==== Passage shown ====

# Caribbean Vacations Forums > Puerto Rico / Dominican Travel Forum >  >  Vieques...the next St. Bart?

## StBartFan2

This has been our year to find the "next"or perhaps the "old" St Bart.  Posted about Les Saintes last December, now it is Vieques.  It may be St. Bart 25 to 30 years ago..with a Spanish flair.

Getting there:  JFK to SJU on Jet Blue, overnight in Best Western at airport.  Early morning flight to Vieques on Cape Air.  Had a scheduled flight at 8:40...the earliest of the day, but they had to get a plane to Vieques so we were there by 7:30...before the Car Rental or Hotel opens for the day.  Seamless travel, much easier than gettin to St. Bart.

Hix Island House:  Fantastic!!! Looks intimidating, yet interesting.  Take a look at website Not for everyone.  But incredibly beautiful grounds...rooms are completely open, designed to catch trade winds, no AC, no windows, all concrete, but like luxury camping....indoor out door all at once.  Wonderful low chemical pool. Incredible manangers and staff. Provisions for breakfast in your room, order fresh every day.  Very simple, but luxurious too. Cannot say too many good things about it.

==== Data for this task ====

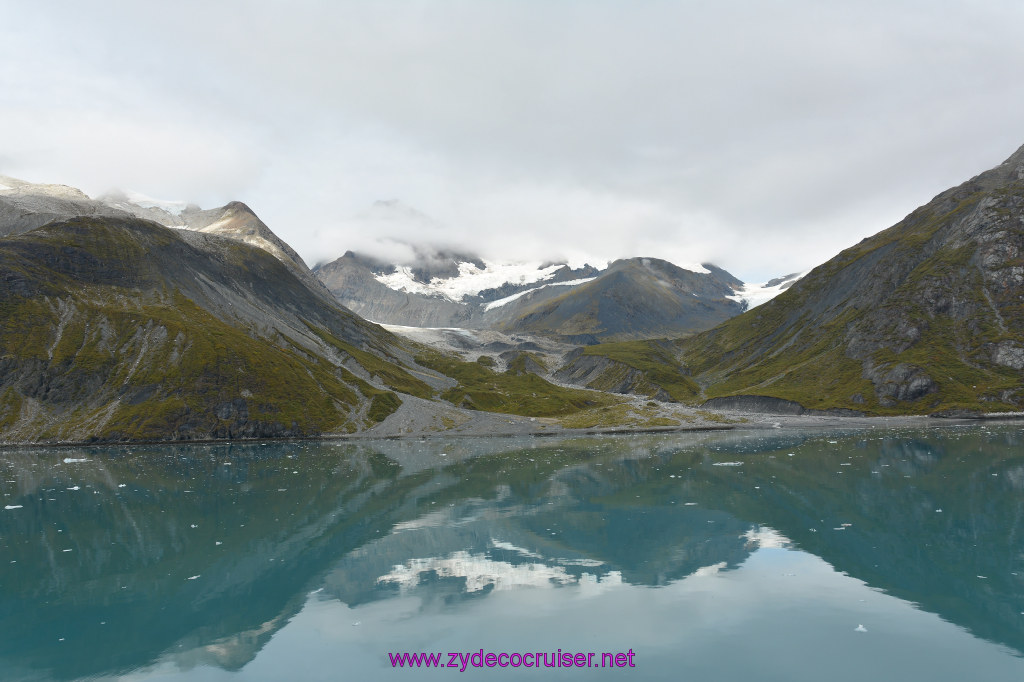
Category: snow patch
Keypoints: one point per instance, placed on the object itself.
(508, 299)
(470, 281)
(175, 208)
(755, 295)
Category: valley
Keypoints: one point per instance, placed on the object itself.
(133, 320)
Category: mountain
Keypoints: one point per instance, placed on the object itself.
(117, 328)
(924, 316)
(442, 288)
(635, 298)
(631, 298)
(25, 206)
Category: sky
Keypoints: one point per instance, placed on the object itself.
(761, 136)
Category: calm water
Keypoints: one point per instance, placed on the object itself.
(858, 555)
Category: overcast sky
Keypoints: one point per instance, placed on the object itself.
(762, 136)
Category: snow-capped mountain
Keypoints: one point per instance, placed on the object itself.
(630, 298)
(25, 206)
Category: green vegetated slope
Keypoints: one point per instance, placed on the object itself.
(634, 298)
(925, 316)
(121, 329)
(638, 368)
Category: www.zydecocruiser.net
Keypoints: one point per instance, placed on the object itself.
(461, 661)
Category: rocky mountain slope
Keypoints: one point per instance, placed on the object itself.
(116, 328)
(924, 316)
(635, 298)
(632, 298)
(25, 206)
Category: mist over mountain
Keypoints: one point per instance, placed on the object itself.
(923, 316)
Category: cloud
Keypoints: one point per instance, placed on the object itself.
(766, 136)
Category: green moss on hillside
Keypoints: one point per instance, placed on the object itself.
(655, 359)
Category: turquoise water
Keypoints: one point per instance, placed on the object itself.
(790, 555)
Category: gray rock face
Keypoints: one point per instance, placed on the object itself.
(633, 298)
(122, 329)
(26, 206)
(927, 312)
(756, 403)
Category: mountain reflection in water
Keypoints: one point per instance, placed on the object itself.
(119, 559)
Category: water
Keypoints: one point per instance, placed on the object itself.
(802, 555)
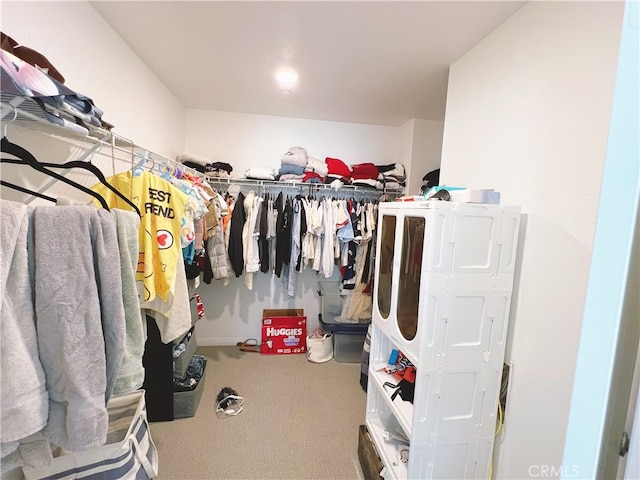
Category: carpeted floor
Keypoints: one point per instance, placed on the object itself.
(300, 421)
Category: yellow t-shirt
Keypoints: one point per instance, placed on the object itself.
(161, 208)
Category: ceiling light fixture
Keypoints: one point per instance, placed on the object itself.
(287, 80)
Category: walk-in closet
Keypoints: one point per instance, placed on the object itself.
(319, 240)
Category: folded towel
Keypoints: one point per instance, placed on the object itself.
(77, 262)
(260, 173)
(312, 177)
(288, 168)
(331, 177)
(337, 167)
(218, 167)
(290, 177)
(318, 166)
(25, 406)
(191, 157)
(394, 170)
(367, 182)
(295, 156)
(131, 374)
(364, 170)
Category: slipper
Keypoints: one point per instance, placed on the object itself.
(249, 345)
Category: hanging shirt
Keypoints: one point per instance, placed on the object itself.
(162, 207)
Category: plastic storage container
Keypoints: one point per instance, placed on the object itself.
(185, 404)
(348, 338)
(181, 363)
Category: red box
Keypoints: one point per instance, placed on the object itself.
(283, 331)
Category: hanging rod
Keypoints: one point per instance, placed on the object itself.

====

__Written task 1__
Extract each line of the records that contains the string "water".
__Written task 2__
Resume the Vieques travel post, starting after its last sentence.
The Vieques travel post and the records come from separate, unrelated sources.

__Task answer 1__
Category: calm water
Category: turquoise water
Category: mountain reflection in water
Category: water

__Task answer 2__
The beaches...island filled with beautirul, almost empty beaches.  Most are off rough dirt roads...Jeep or similar mandatory.  Sun bay is the public beach with easy access...also great.  And the biolumescent bay is something everyone should experience. Navia and Garcia were my favorites.

The island...very lush, over 50% government lands that will never be developed.
Hills with great views of sea and surf...but not as dramatic as SBH. High end luxury villas are being built that rival St. Bart...but it is just starting to develople.  The two towns  Isablel II and Esperanza are being spruced up, and the infrastructure is being improved.  That means work is being done, especially in Esperanza, and there is traffic and noise.  The end results will be charming.

Eats:  Road side stands to luxe restaurants.  The restaurant at Bravo Beach Hotel is a bit of St Bart with sea views.  Media Luna very nice, as was tradewinds for breakfast lunch and dinner.

Shopping: None (I do not go to St. Bart to shop so it is not important to me.) It will come as the island develops.

Safety:  I understand that there is some petty theivery, and that you should be cautious,but we did not have problems.  We felt very safe there, even as a same sex couple.  We were concerned after the recent beating on St. Maarten.  There seem to be three types of people on the island...the original locals...the mainlanders who came many years ago....and the new visitors.  They are all friendly with one another, but at the end of the day go separate ways.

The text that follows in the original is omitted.